Texto apresentado =>
A sabedoria e o homem

    “Curta é a nossa vida, e cheia de tristezas, para a morte não há nenhum remédio. Não há notícia de ninguém que tenha voltado da região dos mortos” (Sab 2,1). Esse é o pensamento dos ímpios e insensatos. Triste sina, que leva a muitos ao gozo e aos prazeres da vida sem freios ou regras de comportamento. Sem esperanças, sem Deus.
    De Paulo Autran – ator brasileiro de renome, que faleceu em 12 de outubro de 2007 – um dia ouvimos: “Acho que a morte é que faz a vida ser tão boa. Já imaginou que horror viver eternamente? Para sempre? Não poder morrer, não poder acabar? E é por isso que viver é tão bom, é tão impressionante, é tão prazeroso”. Não conheci a fé desse ator, mas essa não nos interessa agora. Sei de sua vida, de sua paixão pela arte teatral, com princípio, meio e fim. Esse é o roteiro perfeito. Isso é tudo, pois no palco da vida deveríamos ansiar por um fim apoteótico, que mereça ao menos os aplausos da platéia que nos acompanha. Isso é o existir perfeito.
    “Um belo dia nascemos – diz a Sabedoria – e depois disso, seremos como jamais tivéssemos sido!” (2,2).  Aqui é possível encontrar o sentido de nossas existências. Uma finalidade, um roteiro a seguir. Nisto reside nosso estar nessa vida. Não um mero existir, uma presença estática, decorativa apenas, nesse cenário exuberante e em constante evolução. Papéis figurativos cabem às coisas inertes, aos seres sem alma, que enfeitam nosso palco. Ao ser humano está reservado o papel principal, como personagem dinâmico de uma história de amor. Apesar dos muitos que atuam como coadjuvantes; vilões dessa história!

Exercício 1 => Liste todas as perguntas que aparecem no texto sobre a sabedoria e o homem.
O texto e as entradas têm origens distintas.

Entradas fornecidas =>

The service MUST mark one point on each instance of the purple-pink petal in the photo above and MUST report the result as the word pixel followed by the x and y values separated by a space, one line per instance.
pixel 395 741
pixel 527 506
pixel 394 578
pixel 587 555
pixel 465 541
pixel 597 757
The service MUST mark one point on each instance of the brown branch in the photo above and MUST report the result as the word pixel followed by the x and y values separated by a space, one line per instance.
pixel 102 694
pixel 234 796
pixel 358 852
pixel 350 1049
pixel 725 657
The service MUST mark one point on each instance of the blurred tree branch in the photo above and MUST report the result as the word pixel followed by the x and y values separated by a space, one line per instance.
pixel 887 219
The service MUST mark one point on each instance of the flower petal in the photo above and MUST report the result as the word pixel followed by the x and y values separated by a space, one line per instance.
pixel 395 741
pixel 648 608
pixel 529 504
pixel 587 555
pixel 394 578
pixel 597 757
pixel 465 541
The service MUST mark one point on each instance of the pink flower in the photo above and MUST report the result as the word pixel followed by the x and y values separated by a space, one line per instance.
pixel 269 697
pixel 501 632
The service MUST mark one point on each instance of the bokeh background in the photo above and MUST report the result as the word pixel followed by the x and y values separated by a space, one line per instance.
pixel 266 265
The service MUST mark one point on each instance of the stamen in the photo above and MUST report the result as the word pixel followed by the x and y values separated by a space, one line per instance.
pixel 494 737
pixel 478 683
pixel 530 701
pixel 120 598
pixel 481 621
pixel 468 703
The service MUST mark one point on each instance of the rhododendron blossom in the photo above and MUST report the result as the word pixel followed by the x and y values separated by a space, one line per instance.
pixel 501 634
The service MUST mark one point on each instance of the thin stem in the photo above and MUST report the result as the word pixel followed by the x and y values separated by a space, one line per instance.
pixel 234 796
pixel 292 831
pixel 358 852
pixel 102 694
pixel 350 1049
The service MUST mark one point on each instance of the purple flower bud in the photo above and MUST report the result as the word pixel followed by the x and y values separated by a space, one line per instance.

Exercício 2 => Por favor, transcreva sem alterações as linhas das entradas que vão da linha com "of the rhododendron" até o fim das entradas, incluindo as duas pontas.

Solução comentada 1 =>
- Já imaginou que horror viver eternamente?
- Para sempre?
- Não poder morrer, não poder acabar?

Solução comentada 2 =>
The service MUST mark one point on each instance of the rhododendron blossom in the photo above and MUST report the result as the word pixel followed by the x and y values separated by a space, one line per instance.
pixel 501 634
The service MUST mark one point on each instance of the thin stem in the photo above and MUST report the result as the word pixel followed by the x and y values separated by a space, one line per instance.
pixel 234 796
pixel 292 831
pixel 358 852
pixel 102 694
pixel 350 1049
The service MUST mark one point on each instance of the purple flower bud in the photo above and MUST report the result as the word pixel followed by the x and y values separated by a space, one line per instance.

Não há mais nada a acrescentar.